### [SOURCE TEXT]
###

MEMS

Within this research field we explore and develop technologies for advanced MEMS sensors and actuators, targeting highest performance parameters for leading-edge devices and innovative applications.

Therefore we exploit high-precision 3-dimensional Si patterning technologies with high aspect ratio together with advanced waferlevel encapsulation and interconnect technologies for high resolution capacitive sensing, such as acceleration, inclination, vibration and rotation measurement. Hereby, special focus is put on resonators with high mechanical quality factors (> 300,000), enabling e.g. MEMS gyroscopes to achieve tactical grade or even inertial grade performance in near future.

Our piezoelectrical MEMS platform based on thin-film AlN and related electrode material systems enables motion detection without energy consumption and energy harvesting, but is suitable for highly effective MEMS/MOEMS actuators such as optical scanners as well.

The technology platform for piezoelectric micromachined ultrasonic transducer (PMUT) enables the research and development of the latest generation of miniaturized ultrasonic devices in a large frequency range from kHz to MHz as well as the design of various acoustic channels in arbitrary forms for beam steering or acoustic imaging.

###

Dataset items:
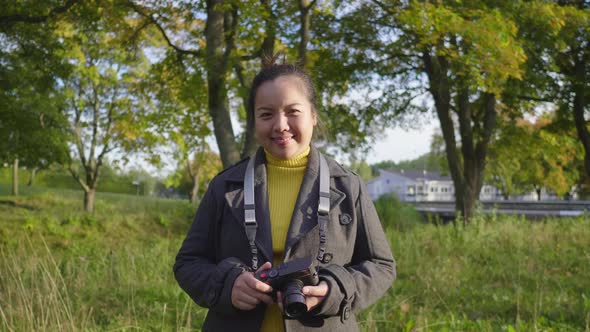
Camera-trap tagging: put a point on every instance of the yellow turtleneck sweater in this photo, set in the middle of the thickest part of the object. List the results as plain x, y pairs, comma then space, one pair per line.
284, 179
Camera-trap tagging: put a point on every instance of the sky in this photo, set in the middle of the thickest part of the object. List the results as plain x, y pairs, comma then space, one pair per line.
399, 144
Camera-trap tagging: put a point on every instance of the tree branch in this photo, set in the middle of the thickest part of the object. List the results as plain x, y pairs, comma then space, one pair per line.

###

### [EXERCISE INSTRUCTIONS]
(A) In the MEMS text, what material is the piezoelectrical MEMS platform based on?
(B) Reproduce everything in the MEMS text from "Within this research" down to "in near future.".
These records have no connection to the MEMS text.

### [PER-TASK OUTPUTS]
(A) Thin-film AlN and related electrode material systems.

(B)
Within this research field we explore and develop technologies for advanced MEMS sensors and actuators, targeting highest performance parameters for leading-edge devices and innovative applications.

Therefore we exploit high-precision 3-dimensional Si patterning technologies with high aspect ratio together with advanced waferlevel encapsulation and interconnect technologies for high resolution capacitive sensing, such as acceleration, inclination, vibration and rotation measurement. Hereby, special focus is put on resonators with high mechanical quality factors (> 300,000), enabling e.g. MEMS gyroscopes to achieve tactical grade or even inertial grade performance in near future.